** Records supplied follows **
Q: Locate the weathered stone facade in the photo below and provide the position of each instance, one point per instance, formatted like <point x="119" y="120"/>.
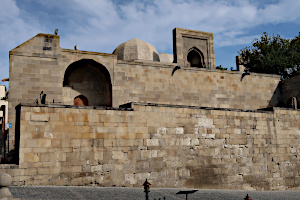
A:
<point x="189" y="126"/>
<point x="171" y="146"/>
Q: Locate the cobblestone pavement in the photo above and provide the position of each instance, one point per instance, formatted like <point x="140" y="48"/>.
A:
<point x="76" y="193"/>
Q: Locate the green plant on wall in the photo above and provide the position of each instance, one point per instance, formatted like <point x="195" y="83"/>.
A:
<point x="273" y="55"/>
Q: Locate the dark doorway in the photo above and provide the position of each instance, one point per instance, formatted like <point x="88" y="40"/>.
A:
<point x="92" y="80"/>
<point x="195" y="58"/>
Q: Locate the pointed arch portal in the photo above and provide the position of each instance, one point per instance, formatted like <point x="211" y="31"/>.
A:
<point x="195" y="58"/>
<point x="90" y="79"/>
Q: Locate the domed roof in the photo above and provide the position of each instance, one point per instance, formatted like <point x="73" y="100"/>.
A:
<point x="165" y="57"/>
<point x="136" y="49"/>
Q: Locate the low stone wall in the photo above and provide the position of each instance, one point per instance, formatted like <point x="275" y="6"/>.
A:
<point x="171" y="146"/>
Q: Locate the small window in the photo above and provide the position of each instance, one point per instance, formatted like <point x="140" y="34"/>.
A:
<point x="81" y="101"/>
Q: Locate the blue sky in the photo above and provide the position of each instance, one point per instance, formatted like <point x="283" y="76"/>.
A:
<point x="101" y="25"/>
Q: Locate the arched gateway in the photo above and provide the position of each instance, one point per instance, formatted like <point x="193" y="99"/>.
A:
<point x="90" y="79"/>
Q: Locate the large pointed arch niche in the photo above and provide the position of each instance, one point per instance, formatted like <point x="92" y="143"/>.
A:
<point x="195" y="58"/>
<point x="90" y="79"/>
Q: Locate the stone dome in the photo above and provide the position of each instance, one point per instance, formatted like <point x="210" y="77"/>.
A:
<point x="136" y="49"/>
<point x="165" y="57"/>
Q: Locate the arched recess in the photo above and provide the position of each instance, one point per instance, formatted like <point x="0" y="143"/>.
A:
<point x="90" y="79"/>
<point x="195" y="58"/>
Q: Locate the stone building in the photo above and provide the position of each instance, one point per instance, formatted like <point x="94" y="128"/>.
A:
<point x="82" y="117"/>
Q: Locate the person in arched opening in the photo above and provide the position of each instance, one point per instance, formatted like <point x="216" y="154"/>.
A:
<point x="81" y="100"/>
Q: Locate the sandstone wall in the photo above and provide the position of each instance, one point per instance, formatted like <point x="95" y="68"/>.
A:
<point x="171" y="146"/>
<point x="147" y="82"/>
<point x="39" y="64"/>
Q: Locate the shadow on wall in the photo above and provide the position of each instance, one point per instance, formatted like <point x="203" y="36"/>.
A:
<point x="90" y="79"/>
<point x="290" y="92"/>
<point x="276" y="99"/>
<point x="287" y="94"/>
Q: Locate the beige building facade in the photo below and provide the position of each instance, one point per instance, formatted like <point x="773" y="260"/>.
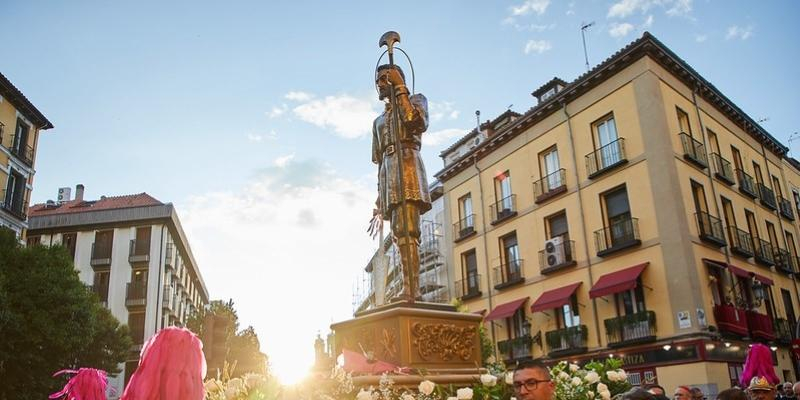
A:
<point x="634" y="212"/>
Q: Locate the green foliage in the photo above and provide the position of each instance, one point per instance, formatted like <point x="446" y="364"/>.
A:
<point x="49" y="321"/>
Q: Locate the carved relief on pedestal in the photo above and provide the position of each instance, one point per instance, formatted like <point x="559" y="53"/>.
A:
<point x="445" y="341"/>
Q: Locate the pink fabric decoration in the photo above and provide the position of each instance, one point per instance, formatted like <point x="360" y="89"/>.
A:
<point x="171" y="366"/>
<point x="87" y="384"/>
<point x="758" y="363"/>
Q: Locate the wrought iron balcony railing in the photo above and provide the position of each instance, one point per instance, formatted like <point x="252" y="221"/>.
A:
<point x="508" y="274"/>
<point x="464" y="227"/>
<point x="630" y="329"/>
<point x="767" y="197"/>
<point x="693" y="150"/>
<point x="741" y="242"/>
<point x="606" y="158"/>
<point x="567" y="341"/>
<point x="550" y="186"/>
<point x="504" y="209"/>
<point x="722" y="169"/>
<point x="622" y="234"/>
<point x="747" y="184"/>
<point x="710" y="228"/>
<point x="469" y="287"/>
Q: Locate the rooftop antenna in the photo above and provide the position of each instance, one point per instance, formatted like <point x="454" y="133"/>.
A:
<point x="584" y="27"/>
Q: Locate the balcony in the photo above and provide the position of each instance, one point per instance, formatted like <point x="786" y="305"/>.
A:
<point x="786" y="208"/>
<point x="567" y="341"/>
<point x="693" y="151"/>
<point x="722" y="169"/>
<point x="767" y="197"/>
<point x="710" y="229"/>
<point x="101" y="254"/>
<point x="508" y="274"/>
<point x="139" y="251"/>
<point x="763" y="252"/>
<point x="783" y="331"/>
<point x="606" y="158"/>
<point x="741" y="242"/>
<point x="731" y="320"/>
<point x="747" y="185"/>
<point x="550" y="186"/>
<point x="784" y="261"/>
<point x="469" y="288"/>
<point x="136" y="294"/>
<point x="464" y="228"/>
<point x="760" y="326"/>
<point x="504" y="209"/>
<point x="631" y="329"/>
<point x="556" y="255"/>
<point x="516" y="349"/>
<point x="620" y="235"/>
** End of Records supplied **
What the task asks> Tally every line in the listing that holds "green" and answer with the total only.

Response to the exercise> 2